--- WHAT TO PRODUCE ---
Lines before the one containing "Dear assistant, the user would like the tall" are left out; that line and every line after it, through the end of the records, are to be reproduced exactly.

---------- DATA PROVIDED ----------

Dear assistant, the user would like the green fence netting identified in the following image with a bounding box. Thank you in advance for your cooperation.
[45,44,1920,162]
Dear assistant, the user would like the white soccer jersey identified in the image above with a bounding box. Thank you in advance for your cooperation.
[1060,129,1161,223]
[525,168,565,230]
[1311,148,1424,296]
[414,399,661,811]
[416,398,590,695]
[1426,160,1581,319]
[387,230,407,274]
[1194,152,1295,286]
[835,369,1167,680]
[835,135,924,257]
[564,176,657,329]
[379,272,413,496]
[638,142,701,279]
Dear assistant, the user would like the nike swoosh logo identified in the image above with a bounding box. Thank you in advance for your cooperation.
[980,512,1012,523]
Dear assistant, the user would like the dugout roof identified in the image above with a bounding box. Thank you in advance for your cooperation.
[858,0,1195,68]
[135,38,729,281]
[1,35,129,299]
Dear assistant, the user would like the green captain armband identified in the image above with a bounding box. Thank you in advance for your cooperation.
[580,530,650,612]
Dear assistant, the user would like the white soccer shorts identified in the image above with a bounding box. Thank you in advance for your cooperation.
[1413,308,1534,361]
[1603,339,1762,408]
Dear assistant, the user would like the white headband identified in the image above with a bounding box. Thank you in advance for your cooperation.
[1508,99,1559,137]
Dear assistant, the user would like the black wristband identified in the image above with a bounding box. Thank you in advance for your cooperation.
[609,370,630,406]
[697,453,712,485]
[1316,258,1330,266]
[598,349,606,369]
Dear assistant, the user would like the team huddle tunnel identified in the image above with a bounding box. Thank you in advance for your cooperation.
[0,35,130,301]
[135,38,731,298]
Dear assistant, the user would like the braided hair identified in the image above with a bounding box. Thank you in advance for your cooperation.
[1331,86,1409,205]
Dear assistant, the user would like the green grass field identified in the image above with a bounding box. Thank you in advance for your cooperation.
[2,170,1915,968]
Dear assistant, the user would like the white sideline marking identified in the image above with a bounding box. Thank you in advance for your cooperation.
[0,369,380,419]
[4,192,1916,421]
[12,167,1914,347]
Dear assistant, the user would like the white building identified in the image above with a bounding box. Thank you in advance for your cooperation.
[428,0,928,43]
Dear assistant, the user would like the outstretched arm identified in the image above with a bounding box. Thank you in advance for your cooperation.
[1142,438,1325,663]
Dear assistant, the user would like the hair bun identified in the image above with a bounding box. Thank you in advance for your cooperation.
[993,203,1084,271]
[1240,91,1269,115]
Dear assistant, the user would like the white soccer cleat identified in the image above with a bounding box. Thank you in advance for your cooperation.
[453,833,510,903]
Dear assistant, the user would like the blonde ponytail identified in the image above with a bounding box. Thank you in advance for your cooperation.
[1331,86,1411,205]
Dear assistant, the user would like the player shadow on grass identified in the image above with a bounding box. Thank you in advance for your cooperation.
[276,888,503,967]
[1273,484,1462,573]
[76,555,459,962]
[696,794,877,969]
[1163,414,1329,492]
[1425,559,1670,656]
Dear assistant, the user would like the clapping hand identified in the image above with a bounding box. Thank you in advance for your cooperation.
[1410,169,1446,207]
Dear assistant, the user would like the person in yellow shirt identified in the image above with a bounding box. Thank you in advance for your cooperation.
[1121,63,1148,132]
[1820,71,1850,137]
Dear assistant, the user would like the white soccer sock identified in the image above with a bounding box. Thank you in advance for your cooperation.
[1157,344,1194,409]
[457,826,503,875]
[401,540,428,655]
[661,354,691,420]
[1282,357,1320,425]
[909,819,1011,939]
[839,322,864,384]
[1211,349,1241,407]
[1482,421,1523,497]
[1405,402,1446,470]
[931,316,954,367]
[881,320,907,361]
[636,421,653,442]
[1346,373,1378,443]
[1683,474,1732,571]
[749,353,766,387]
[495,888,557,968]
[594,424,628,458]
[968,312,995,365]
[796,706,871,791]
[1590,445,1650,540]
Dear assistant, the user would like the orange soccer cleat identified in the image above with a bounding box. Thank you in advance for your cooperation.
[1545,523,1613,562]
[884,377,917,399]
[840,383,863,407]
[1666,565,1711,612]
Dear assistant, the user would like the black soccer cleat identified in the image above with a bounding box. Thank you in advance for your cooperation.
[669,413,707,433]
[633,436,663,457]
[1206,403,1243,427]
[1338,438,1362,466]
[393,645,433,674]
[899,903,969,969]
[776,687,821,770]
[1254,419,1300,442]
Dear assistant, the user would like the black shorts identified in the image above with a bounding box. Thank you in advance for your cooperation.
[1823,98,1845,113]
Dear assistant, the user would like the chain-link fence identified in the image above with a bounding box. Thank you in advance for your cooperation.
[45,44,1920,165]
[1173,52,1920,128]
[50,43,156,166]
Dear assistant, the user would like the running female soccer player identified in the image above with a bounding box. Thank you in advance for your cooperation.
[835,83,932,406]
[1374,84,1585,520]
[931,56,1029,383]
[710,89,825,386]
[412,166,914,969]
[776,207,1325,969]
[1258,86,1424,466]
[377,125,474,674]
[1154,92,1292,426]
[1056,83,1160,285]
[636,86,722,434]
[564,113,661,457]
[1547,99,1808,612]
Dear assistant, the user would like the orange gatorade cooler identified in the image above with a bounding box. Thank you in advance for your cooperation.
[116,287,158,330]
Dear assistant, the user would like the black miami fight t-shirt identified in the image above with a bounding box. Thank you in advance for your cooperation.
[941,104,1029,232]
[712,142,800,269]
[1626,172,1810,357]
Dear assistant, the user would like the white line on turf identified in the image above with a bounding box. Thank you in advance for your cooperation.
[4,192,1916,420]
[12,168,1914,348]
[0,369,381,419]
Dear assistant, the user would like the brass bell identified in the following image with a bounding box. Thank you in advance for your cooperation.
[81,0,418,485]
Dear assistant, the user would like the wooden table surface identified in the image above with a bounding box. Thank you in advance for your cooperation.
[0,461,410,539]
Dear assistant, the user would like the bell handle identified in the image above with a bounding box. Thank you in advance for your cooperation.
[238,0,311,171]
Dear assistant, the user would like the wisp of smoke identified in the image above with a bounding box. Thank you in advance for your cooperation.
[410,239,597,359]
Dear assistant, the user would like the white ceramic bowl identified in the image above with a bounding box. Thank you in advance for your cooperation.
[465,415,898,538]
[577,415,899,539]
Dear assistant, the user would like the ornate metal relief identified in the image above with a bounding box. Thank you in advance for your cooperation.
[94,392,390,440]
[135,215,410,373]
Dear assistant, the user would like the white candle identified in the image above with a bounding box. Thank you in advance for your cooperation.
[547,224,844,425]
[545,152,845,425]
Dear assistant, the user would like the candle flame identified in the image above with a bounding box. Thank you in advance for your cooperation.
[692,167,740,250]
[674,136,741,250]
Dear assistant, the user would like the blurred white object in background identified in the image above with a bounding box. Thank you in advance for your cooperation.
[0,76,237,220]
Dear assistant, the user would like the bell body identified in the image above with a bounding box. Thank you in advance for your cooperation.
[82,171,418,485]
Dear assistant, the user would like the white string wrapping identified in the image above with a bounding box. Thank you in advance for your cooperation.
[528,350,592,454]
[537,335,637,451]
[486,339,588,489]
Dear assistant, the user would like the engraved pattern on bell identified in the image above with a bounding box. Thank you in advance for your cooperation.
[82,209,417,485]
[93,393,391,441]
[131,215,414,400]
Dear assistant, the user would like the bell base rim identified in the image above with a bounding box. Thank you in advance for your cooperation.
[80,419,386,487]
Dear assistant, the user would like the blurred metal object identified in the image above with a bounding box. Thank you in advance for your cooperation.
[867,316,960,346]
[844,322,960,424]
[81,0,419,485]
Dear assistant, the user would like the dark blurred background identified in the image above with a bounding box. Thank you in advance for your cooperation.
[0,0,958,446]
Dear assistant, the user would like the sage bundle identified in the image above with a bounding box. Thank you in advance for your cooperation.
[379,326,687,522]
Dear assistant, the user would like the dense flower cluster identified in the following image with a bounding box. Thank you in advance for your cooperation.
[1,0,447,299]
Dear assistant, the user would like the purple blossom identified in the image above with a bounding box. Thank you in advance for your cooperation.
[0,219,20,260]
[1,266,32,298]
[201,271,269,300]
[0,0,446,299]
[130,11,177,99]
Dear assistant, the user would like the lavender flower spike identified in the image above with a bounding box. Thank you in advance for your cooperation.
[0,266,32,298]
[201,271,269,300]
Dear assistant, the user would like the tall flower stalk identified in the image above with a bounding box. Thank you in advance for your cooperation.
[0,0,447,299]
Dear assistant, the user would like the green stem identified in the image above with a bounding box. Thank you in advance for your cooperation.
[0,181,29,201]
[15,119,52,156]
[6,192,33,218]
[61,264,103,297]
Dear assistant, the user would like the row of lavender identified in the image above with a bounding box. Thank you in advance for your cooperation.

----------

--- COMPLETED EXERCISE ---
Dear assistant, the user would like the tall flower stalk identified in the image above with a bounding box. Thank you in advance for your cooperation.
[0,0,447,299]
Dear assistant, the user would like the green stem identified in the image above with a bounding box. Thank you in advance for your cooperation.
[0,181,29,201]
[15,119,52,156]
[6,192,33,218]
[61,264,103,297]
Dear assistant, the user would like the row of lavender identified in the image above with a bounding box. Thank you in advance for your cooperation.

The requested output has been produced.